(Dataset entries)
☆ ☆ ☆ ☆ ☆ ☆ ☆

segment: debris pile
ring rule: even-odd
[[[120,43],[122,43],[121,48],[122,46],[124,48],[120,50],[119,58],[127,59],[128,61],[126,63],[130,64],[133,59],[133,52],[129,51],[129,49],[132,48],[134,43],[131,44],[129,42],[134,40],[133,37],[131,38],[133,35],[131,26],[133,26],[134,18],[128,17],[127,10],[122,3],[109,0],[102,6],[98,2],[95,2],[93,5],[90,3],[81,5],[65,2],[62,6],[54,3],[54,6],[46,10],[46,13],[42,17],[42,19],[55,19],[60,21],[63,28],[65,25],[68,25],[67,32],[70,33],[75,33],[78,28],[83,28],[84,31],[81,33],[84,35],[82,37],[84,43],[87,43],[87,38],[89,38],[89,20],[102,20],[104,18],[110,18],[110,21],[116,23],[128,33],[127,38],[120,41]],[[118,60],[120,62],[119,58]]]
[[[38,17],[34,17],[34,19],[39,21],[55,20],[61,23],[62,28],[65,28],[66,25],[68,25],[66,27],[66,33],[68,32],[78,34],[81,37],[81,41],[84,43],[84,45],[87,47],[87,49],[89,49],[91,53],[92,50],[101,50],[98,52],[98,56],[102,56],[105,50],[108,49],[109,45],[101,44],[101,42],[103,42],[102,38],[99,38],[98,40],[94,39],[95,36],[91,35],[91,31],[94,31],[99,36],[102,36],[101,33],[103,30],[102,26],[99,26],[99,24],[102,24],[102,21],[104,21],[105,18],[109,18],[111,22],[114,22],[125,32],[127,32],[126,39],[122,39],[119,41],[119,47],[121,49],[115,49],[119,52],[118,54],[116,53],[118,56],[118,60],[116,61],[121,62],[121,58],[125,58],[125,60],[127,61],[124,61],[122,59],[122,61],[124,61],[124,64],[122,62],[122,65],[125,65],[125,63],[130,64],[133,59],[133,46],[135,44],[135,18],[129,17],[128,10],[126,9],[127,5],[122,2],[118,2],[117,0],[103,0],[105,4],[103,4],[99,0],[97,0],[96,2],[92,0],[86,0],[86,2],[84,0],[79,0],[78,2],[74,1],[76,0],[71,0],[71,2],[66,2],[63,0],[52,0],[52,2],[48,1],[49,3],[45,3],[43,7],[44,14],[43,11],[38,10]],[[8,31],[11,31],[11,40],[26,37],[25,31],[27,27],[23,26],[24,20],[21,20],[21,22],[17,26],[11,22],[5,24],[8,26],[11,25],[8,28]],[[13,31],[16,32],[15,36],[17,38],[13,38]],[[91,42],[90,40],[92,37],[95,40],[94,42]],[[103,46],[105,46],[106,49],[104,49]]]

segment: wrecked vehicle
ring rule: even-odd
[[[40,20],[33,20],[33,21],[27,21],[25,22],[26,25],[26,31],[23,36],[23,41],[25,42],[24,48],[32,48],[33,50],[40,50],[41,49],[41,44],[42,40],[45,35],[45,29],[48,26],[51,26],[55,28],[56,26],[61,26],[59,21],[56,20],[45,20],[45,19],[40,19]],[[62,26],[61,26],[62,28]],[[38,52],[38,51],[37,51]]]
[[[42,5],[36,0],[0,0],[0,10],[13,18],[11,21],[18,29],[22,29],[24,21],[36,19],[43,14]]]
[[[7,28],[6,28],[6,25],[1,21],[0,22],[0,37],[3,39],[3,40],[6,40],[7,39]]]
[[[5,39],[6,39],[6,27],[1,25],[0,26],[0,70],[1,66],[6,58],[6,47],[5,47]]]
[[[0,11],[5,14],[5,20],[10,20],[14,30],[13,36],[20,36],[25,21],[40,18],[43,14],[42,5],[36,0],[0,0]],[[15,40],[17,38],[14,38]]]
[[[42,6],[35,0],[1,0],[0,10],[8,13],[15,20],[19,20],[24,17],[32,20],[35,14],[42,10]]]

☆ ☆ ☆ ☆ ☆ ☆ ☆

## Exercise objective
What goes in the answer is the run of lines from the one holding "segment: wrecked vehicle" to the end of the entries, reproduced exactly and with nothing else.

## Response box
segment: wrecked vehicle
ring rule: even-odd
[[[40,20],[33,20],[33,21],[27,21],[25,22],[26,25],[26,31],[23,36],[23,41],[25,42],[24,48],[32,48],[33,50],[40,50],[41,49],[41,44],[42,40],[45,35],[45,29],[48,26],[51,26],[55,28],[56,26],[61,26],[59,21],[56,20],[45,20],[45,19],[40,19]],[[62,26],[61,26],[62,28]],[[38,52],[38,51],[37,51]]]
[[[42,5],[36,0],[0,0],[0,10],[13,18],[11,21],[18,29],[22,29],[24,21],[36,19],[43,14]]]
[[[7,28],[6,28],[6,25],[1,21],[0,22],[0,37],[3,39],[3,40],[6,40],[7,39]]]
[[[5,39],[6,39],[6,27],[1,25],[0,26],[0,70],[1,66],[6,58],[6,47],[5,47]]]
[[[0,11],[5,14],[5,20],[10,20],[14,30],[13,36],[20,36],[25,21],[40,18],[43,14],[42,5],[36,0],[0,0]],[[15,40],[17,38],[14,38]]]
[[[42,6],[35,0],[1,0],[0,10],[8,13],[15,20],[19,20],[24,17],[32,20],[35,14],[42,10]]]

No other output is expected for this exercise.